PAGE EXTRACT -

++++

RE: They need to put their destination in the sat-nav and let the car think for itself to maximise the efficiency. The car will assess the journey and get there in as efficient a way as possible using the plug-in technology and regeneration opportunities. We are investigating a secondary handover where customers are given the opportunity to go back to the retailer for a more detailed handover, especially if the car is delivered to their home. This will enable customers to interact with us on their terms to understand how much energy they can recuperate.
FN: BMW was ahead of the game in sharing its WLTP data with leasing companies; how much will the new testing regime impact on fleet choices?
RE: We were well prepared for WLTP and we worked in partnership with our leasing companies. It is inevitable that post-WLTP we will see a different powertrain (mix) with a pull to plug-in hybrid and battery electric vehicles. We see it immediately with our historic stalwarts, the 320d and 520d, where there is a richer mix with PHEV. But it’s also about choice and, for some, diesel or petrol is the right option, so we have to give them that choice.
FN: BMW did some modelling last year to show that the company car was a viable option for those considering cash. Are you seeing a move back to the company car?

++++

THE PROBLEM - Set down the passage of the BMW fleet interview from "FN: BMW was" to "the company car?" word for word.

++++

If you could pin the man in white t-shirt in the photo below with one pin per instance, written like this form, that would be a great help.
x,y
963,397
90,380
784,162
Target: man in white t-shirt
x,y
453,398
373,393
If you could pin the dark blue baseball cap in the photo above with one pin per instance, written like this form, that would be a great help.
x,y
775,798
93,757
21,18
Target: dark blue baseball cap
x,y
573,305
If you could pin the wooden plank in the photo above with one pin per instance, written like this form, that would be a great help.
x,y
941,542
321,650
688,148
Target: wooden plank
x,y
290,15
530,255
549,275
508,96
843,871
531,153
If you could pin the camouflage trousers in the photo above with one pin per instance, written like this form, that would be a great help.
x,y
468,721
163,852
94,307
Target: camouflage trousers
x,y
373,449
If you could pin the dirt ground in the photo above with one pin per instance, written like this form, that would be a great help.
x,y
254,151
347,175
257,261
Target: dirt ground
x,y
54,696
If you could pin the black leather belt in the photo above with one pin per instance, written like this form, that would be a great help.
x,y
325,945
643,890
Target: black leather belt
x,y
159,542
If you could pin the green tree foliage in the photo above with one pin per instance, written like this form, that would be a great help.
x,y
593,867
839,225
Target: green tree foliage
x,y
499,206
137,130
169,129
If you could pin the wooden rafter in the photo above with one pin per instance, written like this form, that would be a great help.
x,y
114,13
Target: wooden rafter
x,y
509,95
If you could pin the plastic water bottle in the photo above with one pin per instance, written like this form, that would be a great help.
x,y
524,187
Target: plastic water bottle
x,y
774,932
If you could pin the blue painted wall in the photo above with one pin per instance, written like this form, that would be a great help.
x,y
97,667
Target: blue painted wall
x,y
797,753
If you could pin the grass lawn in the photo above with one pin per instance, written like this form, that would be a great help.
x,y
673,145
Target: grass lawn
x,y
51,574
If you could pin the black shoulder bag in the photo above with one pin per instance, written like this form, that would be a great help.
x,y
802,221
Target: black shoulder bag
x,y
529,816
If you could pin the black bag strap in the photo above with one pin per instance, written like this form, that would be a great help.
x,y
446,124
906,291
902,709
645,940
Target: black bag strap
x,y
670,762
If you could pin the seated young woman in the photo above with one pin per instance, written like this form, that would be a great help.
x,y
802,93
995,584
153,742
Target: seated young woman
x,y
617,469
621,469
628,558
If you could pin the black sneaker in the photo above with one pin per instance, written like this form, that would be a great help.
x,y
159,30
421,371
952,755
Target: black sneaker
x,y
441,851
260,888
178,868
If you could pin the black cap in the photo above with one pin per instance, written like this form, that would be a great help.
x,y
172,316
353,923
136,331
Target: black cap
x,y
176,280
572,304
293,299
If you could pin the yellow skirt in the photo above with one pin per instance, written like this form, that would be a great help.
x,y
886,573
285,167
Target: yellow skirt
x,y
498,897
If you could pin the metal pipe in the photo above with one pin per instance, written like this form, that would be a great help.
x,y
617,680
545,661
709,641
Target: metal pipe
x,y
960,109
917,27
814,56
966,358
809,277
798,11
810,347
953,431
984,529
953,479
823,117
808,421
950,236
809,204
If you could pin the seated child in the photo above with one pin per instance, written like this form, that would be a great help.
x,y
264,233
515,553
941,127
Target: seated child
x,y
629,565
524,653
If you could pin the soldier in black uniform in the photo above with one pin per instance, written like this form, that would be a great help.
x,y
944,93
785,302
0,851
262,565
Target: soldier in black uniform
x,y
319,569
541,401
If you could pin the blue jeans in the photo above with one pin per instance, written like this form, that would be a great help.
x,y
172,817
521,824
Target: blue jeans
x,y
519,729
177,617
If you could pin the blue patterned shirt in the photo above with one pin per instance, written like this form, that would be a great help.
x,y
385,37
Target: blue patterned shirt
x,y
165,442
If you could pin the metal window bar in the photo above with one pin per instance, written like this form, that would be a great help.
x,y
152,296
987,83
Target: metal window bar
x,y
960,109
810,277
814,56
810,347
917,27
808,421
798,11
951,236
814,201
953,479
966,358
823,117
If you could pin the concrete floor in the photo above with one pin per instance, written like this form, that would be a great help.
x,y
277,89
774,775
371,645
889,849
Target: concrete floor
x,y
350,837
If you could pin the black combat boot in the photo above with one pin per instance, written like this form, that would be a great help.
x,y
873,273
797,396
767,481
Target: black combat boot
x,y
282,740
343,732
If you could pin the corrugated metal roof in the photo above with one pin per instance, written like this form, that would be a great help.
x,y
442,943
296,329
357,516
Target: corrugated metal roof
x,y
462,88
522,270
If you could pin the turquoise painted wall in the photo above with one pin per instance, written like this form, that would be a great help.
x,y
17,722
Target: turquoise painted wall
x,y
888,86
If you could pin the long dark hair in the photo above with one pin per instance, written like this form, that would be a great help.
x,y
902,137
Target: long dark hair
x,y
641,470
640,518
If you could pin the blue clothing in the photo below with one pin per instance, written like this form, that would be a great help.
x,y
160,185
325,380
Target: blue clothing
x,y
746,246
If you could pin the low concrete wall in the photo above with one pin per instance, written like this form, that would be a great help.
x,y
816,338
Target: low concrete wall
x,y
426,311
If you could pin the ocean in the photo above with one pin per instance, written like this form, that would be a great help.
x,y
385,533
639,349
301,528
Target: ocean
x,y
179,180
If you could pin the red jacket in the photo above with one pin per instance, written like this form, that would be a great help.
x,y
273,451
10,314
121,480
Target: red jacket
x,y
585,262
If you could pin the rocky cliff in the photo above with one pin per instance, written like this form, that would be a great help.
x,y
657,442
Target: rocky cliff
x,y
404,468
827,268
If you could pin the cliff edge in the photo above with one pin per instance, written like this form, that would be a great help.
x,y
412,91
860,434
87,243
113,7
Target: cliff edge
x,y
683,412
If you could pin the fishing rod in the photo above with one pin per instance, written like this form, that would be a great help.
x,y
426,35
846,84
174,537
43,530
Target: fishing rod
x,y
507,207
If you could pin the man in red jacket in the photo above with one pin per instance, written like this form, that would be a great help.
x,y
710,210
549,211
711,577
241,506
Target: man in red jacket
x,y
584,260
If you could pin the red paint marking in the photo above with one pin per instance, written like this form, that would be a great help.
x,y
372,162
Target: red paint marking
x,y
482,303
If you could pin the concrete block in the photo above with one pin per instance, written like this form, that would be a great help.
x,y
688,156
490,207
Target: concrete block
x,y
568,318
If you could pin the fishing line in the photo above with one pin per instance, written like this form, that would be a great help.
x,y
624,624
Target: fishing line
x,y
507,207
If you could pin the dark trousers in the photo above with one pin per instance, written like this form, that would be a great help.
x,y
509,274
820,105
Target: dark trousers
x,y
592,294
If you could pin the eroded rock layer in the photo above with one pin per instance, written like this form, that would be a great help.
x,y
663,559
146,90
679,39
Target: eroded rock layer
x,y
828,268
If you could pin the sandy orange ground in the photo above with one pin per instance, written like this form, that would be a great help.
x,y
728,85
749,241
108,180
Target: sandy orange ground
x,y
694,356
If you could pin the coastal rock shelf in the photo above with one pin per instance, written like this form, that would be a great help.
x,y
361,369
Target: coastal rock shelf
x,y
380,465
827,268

++++

SOLVED EXERCISE -
FN: BMW was ahead of the game in sharing its WLTP data with leasing companies; how much will the new testing regime impact on fleet choices?
RE: We were well prepared for WLTP and we worked in partnership with our leasing companies. It is inevitable that post-WLTP we will see a different powertrain (mix) with a pull to plug-in hybrid and battery electric vehicles. We see it immediately with our historic stalwarts, the 320d and 520d, where there is a richer mix with PHEV. But it’s also about choice and, for some, diesel or petrol is the right option, so we have to give them that choice.
FN: BMW did some modelling last year to show that the company car was a viable option for those considering cash. Are you seeing a move back to the company car?